## Task prompt
Exactly reproduce the lines beginning with the line that includes "of the stainless" and ending with the last line of the data.

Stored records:
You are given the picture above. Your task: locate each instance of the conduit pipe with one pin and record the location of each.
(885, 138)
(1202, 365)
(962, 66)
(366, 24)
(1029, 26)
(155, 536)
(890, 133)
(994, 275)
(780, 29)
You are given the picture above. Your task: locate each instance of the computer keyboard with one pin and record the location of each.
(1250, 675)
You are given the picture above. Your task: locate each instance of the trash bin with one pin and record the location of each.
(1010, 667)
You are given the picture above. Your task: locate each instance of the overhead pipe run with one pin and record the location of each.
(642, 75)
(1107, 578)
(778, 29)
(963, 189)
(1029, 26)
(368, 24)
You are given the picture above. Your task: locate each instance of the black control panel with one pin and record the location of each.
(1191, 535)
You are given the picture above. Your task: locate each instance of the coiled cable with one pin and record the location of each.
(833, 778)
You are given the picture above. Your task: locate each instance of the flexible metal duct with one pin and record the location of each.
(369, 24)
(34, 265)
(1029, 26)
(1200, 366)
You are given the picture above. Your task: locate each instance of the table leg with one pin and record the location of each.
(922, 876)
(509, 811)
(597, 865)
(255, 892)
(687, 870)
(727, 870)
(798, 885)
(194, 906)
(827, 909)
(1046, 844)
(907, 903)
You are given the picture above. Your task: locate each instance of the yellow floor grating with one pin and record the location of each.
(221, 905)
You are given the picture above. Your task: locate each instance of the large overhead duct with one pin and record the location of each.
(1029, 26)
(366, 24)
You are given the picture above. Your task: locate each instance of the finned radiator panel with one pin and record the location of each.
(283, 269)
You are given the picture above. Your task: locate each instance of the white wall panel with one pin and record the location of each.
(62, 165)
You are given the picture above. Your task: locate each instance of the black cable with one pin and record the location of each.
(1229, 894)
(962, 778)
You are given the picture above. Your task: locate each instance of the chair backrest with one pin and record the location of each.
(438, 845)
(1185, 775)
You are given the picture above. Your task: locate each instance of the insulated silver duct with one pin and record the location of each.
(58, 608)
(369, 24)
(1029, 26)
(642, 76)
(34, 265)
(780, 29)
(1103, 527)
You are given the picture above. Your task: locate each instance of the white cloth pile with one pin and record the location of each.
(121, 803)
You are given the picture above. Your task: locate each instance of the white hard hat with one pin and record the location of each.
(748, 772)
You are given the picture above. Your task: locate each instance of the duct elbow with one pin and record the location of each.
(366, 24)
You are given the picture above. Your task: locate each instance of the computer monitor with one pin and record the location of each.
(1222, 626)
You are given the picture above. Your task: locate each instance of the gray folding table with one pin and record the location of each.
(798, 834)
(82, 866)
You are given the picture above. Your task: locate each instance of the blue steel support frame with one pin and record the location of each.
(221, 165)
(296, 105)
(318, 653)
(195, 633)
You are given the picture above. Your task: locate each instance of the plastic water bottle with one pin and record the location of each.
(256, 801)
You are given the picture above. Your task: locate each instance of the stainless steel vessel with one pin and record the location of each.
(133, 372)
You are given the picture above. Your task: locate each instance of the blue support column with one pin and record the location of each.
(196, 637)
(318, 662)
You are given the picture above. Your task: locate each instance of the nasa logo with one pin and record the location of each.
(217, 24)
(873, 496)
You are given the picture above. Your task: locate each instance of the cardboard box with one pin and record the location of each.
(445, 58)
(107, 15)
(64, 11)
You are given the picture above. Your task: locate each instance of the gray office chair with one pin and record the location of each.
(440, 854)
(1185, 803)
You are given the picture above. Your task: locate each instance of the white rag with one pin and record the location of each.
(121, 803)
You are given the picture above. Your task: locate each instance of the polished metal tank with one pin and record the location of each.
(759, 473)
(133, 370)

## Answer box
You are given the picture above. Your task: locate each instance of the stainless steel vessel with one pin and record the location of each.
(133, 372)
You are given the picture above. Your task: locate each instance of the blue support column with one pin and record the location of each.
(196, 637)
(318, 662)
You are given the picture above. Your task: locate each instance of the nasa logo with one pin and record the location of each.
(217, 24)
(873, 496)
You are given the picture above. Your task: locate each instance of the cardboard box with one pin and record the location of each.
(445, 58)
(107, 15)
(64, 11)
You are given the picture above. Your task: locate each instance of the gray office chair with one pin and record the location of each.
(440, 854)
(1185, 803)
You are given the picture above. Your task: locate each instance of the white rag with one pin and record the location of each.
(121, 803)
You are given the picture above. Your task: locate each instance of the polished metal tank with one pin and record the location of each.
(759, 473)
(133, 370)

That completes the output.